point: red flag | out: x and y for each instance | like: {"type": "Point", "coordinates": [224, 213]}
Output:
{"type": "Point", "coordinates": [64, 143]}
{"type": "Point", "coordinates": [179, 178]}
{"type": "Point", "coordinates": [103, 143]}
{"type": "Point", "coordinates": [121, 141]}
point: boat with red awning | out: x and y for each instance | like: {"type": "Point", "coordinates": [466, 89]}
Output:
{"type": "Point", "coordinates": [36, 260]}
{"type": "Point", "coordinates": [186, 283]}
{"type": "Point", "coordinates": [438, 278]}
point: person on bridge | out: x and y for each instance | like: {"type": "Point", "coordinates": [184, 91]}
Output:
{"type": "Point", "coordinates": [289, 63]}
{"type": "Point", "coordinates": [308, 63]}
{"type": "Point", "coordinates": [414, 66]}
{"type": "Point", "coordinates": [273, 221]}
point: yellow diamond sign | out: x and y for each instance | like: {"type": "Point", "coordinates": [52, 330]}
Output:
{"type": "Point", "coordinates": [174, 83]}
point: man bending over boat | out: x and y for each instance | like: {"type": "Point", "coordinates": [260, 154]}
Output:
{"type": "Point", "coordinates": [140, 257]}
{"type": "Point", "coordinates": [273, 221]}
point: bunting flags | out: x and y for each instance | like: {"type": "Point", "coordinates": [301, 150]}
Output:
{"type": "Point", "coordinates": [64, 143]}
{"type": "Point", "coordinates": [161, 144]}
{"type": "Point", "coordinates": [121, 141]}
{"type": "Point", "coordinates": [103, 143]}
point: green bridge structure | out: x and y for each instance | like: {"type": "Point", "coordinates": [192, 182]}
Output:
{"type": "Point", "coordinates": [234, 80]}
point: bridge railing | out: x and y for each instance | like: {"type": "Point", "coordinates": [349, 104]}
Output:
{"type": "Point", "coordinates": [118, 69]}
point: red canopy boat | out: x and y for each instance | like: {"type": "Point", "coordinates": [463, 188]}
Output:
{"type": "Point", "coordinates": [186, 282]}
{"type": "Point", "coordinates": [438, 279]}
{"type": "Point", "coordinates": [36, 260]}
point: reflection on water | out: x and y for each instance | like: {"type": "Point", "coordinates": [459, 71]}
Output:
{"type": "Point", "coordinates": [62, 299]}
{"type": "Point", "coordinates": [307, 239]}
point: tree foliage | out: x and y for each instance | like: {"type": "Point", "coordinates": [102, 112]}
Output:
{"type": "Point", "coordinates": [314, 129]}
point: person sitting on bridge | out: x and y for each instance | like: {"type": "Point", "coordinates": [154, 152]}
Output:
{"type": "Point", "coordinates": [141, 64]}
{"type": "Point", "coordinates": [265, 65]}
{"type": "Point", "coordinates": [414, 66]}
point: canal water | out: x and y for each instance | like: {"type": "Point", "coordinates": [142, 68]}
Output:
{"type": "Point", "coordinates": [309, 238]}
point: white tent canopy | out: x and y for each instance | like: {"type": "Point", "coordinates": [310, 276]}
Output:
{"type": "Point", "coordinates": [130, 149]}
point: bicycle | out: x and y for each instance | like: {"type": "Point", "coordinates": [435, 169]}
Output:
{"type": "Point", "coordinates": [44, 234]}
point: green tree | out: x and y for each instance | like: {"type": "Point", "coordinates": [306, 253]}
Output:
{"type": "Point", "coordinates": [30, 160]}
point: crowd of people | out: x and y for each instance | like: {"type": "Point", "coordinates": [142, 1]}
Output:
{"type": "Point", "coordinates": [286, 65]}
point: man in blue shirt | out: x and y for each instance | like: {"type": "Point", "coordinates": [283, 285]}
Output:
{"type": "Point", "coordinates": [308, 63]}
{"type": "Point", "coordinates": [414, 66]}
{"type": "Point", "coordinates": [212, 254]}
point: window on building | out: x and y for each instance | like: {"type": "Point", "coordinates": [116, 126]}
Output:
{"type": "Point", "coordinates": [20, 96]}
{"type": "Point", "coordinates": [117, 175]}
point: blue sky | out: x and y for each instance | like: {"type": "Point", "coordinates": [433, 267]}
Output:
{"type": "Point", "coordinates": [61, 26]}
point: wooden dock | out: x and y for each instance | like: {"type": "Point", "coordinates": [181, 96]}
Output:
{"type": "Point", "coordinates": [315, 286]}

....................

■ WORK TO COMPLETE:
Can you retype every one of the records above word for word, with each line left unchanged?

■ SOLVED PROBLEM:
point: red flag | out: x and y for each instance | like: {"type": "Point", "coordinates": [224, 213]}
Output:
{"type": "Point", "coordinates": [64, 143]}
{"type": "Point", "coordinates": [179, 178]}
{"type": "Point", "coordinates": [103, 143]}
{"type": "Point", "coordinates": [121, 141]}
point: boat with red awning | out: x and y for each instance | like: {"type": "Point", "coordinates": [466, 89]}
Output:
{"type": "Point", "coordinates": [36, 260]}
{"type": "Point", "coordinates": [186, 283]}
{"type": "Point", "coordinates": [438, 278]}
point: person on bridge | out: x and y for each instance | like: {"type": "Point", "coordinates": [184, 91]}
Output:
{"type": "Point", "coordinates": [289, 63]}
{"type": "Point", "coordinates": [308, 63]}
{"type": "Point", "coordinates": [414, 66]}
{"type": "Point", "coordinates": [273, 221]}
point: yellow diamond sign | out: x and y for each instance | like: {"type": "Point", "coordinates": [52, 330]}
Output:
{"type": "Point", "coordinates": [174, 83]}
point: man bending over boat | out: x and y for each instance | like: {"type": "Point", "coordinates": [260, 154]}
Output:
{"type": "Point", "coordinates": [140, 257]}
{"type": "Point", "coordinates": [273, 221]}
point: bunting flags | out: x and y for each instance | like: {"type": "Point", "coordinates": [301, 150]}
Output:
{"type": "Point", "coordinates": [64, 143]}
{"type": "Point", "coordinates": [161, 144]}
{"type": "Point", "coordinates": [121, 141]}
{"type": "Point", "coordinates": [103, 143]}
point: green bridge structure | out: x and y for each instance | like: {"type": "Point", "coordinates": [192, 182]}
Output:
{"type": "Point", "coordinates": [234, 80]}
point: bridge railing | out: x and y for each instance | like: {"type": "Point", "coordinates": [349, 104]}
Output:
{"type": "Point", "coordinates": [118, 69]}
point: red canopy boat | out: x and y for each instance | like: {"type": "Point", "coordinates": [463, 188]}
Output:
{"type": "Point", "coordinates": [186, 282]}
{"type": "Point", "coordinates": [438, 279]}
{"type": "Point", "coordinates": [36, 260]}
point: reflection on water | out: x and y for each instance | like: {"type": "Point", "coordinates": [459, 71]}
Output:
{"type": "Point", "coordinates": [62, 299]}
{"type": "Point", "coordinates": [307, 239]}
point: tree foliage | out: x and y for each instance | like: {"type": "Point", "coordinates": [102, 112]}
Output:
{"type": "Point", "coordinates": [314, 129]}
point: person sitting on bridge | out: x and y for each instance | like: {"type": "Point", "coordinates": [154, 152]}
Output:
{"type": "Point", "coordinates": [141, 64]}
{"type": "Point", "coordinates": [265, 65]}
{"type": "Point", "coordinates": [414, 66]}
point: canal water | out: x and y for each instance | like: {"type": "Point", "coordinates": [142, 68]}
Output:
{"type": "Point", "coordinates": [309, 238]}
point: white tent canopy | out: x and y for each instance | like: {"type": "Point", "coordinates": [310, 276]}
Output:
{"type": "Point", "coordinates": [130, 149]}
point: bicycle | out: x and y for each instance | like: {"type": "Point", "coordinates": [435, 169]}
Output:
{"type": "Point", "coordinates": [44, 234]}
point: green tree | out: x and y for each instance | like: {"type": "Point", "coordinates": [306, 253]}
Output:
{"type": "Point", "coordinates": [30, 160]}
point: crowd of people | out: x and y for each instance | like: {"type": "Point", "coordinates": [142, 1]}
Output:
{"type": "Point", "coordinates": [286, 65]}
point: man in blue shirt | out: x and y for each instance | like: {"type": "Point", "coordinates": [283, 285]}
Output:
{"type": "Point", "coordinates": [308, 63]}
{"type": "Point", "coordinates": [414, 66]}
{"type": "Point", "coordinates": [212, 254]}
point: window on building | out: x and y for each instance | like: {"type": "Point", "coordinates": [116, 126]}
Output:
{"type": "Point", "coordinates": [20, 96]}
{"type": "Point", "coordinates": [117, 175]}
point: blue sky | out: x and y for each instance | like: {"type": "Point", "coordinates": [433, 267]}
Output:
{"type": "Point", "coordinates": [61, 26]}
point: wooden dock | out: x and y for each instance | like: {"type": "Point", "coordinates": [181, 96]}
Output:
{"type": "Point", "coordinates": [315, 286]}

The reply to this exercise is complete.